[Stored records]
•••

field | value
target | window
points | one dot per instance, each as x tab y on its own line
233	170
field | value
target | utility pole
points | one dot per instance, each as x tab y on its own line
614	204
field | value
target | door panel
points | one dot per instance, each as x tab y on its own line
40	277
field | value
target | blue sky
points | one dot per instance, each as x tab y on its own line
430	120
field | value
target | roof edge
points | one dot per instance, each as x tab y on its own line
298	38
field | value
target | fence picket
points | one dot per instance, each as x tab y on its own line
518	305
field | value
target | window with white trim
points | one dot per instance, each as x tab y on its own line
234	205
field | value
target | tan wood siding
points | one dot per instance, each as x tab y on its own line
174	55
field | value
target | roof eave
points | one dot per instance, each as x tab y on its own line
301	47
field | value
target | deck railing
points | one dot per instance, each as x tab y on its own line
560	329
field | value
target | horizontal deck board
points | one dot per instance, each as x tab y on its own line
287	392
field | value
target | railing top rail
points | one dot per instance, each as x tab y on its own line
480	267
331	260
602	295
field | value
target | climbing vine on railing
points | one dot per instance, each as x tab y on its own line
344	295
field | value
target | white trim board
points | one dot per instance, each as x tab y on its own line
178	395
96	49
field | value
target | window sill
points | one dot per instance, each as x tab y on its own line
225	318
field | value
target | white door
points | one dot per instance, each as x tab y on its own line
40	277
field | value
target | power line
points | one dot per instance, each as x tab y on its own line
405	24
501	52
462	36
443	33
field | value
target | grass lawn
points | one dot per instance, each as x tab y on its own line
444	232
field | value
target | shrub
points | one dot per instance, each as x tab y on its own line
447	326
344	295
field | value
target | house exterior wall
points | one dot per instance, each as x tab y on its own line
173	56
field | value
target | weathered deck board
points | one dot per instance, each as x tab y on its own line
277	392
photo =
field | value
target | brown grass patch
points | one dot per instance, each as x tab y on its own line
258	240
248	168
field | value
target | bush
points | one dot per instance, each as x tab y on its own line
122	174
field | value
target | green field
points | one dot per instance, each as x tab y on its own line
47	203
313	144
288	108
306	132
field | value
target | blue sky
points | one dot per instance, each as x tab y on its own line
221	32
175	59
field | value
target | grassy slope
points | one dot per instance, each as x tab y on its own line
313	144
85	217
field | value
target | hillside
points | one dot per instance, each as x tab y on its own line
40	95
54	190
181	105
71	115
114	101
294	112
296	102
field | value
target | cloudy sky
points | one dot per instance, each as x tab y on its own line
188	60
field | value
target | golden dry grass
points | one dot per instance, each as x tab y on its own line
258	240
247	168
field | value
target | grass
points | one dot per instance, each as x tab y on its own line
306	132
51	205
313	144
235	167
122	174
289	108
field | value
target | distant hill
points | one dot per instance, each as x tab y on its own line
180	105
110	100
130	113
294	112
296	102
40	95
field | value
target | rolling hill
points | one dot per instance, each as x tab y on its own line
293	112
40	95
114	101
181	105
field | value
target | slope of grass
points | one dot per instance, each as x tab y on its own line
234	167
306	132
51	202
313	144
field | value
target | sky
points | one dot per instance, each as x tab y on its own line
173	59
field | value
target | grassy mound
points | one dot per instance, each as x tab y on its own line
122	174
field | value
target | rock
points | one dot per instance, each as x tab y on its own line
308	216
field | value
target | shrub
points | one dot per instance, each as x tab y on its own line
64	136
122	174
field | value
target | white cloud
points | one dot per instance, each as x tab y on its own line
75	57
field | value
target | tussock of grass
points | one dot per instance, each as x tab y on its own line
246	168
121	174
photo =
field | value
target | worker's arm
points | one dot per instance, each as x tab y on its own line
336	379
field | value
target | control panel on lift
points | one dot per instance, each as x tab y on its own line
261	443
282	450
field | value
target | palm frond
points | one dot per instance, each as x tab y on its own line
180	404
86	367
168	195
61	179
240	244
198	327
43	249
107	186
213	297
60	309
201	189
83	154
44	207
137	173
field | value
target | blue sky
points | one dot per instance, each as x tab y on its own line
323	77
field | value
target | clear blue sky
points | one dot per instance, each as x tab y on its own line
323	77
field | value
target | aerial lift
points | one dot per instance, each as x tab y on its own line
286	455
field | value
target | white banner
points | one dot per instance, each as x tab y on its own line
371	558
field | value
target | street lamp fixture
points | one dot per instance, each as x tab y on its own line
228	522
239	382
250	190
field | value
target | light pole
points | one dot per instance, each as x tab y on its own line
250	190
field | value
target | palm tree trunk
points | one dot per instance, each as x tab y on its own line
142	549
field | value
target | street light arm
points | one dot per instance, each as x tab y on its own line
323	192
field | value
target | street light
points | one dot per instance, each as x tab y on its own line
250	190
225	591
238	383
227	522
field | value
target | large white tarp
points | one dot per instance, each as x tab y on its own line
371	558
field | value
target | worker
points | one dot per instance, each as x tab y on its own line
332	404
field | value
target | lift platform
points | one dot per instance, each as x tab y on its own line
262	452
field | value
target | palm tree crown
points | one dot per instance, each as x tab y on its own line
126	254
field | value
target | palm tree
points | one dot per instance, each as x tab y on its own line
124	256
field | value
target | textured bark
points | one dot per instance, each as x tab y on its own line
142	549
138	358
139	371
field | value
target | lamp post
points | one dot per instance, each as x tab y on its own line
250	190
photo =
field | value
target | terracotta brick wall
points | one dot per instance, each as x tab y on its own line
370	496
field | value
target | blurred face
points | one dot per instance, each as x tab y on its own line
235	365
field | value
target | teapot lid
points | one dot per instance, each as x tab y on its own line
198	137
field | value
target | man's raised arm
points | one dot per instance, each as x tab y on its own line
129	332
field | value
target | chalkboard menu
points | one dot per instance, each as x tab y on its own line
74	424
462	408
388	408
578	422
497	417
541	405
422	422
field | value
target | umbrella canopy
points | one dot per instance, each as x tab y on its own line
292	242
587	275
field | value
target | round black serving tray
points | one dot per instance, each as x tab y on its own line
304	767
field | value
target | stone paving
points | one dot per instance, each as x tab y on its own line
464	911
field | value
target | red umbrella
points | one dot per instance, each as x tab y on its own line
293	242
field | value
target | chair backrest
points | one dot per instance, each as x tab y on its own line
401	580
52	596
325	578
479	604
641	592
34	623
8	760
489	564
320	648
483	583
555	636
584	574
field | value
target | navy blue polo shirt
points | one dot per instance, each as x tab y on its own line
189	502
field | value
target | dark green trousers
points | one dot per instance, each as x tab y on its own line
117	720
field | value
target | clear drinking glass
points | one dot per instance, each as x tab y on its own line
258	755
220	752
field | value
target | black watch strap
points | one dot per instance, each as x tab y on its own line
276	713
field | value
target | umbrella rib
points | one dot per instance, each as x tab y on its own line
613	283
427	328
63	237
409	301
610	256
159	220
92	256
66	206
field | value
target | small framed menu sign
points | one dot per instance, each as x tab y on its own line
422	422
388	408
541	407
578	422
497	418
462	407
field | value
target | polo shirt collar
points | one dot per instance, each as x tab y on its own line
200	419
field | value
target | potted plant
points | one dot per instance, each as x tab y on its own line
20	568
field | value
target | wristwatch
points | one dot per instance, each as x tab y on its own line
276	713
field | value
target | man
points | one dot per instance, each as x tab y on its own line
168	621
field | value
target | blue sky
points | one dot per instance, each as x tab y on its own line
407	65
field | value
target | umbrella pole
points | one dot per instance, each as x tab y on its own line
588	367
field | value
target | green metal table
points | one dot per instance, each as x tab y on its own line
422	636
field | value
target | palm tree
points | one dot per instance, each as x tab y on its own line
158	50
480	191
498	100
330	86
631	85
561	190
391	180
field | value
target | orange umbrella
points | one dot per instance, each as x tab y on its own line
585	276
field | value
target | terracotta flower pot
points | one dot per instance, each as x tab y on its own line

•••

HOW TO COMPLETE THIS TASK
Where a line of the records above holds the word "menu", copy that line.

EXERCISE RESPONSE
target | chalkboard menu
target | small framed menu sign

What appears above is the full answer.